● DATASET RECORDS:
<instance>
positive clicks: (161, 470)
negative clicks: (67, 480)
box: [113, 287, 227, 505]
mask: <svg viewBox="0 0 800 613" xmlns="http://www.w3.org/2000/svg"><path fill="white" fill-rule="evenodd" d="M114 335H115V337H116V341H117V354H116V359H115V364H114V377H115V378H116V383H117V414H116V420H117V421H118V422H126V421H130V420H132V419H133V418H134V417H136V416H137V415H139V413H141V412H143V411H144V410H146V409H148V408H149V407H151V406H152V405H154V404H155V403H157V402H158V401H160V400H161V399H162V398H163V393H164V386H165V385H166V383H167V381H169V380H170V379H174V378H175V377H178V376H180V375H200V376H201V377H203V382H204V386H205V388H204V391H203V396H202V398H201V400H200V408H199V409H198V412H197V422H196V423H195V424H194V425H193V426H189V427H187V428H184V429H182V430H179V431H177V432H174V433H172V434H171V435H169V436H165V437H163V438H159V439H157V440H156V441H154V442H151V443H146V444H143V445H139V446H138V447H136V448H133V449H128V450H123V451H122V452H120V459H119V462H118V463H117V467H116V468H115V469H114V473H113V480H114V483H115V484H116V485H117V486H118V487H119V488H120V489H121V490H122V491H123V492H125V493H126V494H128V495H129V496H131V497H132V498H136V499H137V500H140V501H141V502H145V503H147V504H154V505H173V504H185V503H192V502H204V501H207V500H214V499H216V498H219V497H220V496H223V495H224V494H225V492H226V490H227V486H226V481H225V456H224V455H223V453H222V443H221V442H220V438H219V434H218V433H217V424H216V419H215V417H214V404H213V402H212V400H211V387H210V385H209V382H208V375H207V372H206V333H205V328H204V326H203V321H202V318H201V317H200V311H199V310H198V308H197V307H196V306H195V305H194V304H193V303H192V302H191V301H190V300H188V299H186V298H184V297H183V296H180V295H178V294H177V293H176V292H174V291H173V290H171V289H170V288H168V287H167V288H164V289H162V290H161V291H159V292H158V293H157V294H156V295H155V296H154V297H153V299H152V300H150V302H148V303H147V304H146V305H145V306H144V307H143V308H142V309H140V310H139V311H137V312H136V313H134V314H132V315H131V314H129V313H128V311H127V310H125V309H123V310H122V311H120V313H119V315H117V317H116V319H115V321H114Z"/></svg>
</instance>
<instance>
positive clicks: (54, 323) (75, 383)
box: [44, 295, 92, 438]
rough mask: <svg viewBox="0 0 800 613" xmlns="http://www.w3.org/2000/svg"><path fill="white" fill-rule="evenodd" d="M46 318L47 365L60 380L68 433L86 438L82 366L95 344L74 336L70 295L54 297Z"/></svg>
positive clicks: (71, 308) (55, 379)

● YOUR GOAL: Retype every entry exactly.

● SOLUTION TO THIS TASK:
<instance>
positive clicks: (161, 470)
negative clicks: (67, 480)
box: [113, 287, 227, 505]
mask: <svg viewBox="0 0 800 613" xmlns="http://www.w3.org/2000/svg"><path fill="white" fill-rule="evenodd" d="M114 335H115V337H116V341H117V354H116V359H115V364H114V377H115V378H116V383H117V414H116V420H117V421H118V422H126V421H130V420H132V419H133V418H134V417H136V416H137V415H139V413H141V412H143V411H144V410H146V409H148V408H149V407H151V406H152V405H154V404H155V403H157V402H158V401H160V400H161V399H162V398H163V393H164V386H165V385H166V383H167V381H169V380H170V379H174V378H175V377H178V376H180V375H200V376H201V377H203V382H204V386H205V388H204V391H203V396H202V398H201V400H200V408H199V409H198V412H197V422H196V423H195V424H194V425H193V426H189V427H187V428H184V429H182V430H179V431H177V432H174V433H172V434H171V435H169V436H165V437H163V438H159V439H157V440H156V441H154V442H151V443H146V444H143V445H139V446H138V447H136V448H133V449H128V450H123V451H122V452H120V459H119V462H118V463H117V467H116V468H115V469H114V473H113V480H114V483H115V484H116V485H117V486H118V487H119V488H120V489H121V490H122V491H123V492H125V493H126V494H128V495H129V496H131V497H132V498H136V499H137V500H140V501H141V502H145V503H147V504H154V505H173V504H185V503H192V502H204V501H207V500H214V499H216V498H219V497H220V496H223V495H224V494H225V492H226V490H227V486H226V481H225V456H224V455H223V453H222V443H221V442H220V438H219V434H218V433H217V424H216V419H215V417H214V404H213V402H212V400H211V387H210V385H209V382H208V375H207V372H206V333H205V328H204V326H203V321H202V318H201V317H200V311H199V310H198V308H197V307H196V306H195V305H194V304H193V303H192V302H191V301H190V300H188V299H186V298H184V297H183V296H180V295H178V294H177V293H176V292H174V291H173V290H171V289H170V288H168V287H167V288H164V289H162V290H161V291H159V292H158V293H157V294H156V295H155V296H154V297H153V299H152V300H150V302H148V303H147V304H146V305H145V306H144V307H143V308H142V309H140V310H139V311H137V312H136V313H134V314H132V315H131V314H129V313H128V311H127V310H125V309H123V310H122V311H120V313H119V315H117V317H116V319H115V321H114Z"/></svg>
</instance>
<instance>
positive clicks: (54, 323) (75, 383)
box: [44, 295, 92, 438]
rough mask: <svg viewBox="0 0 800 613" xmlns="http://www.w3.org/2000/svg"><path fill="white" fill-rule="evenodd" d="M46 318L47 365L60 380L68 433L86 438L82 366L95 344L74 336L70 295L54 297Z"/></svg>
positive clicks: (71, 308) (55, 379)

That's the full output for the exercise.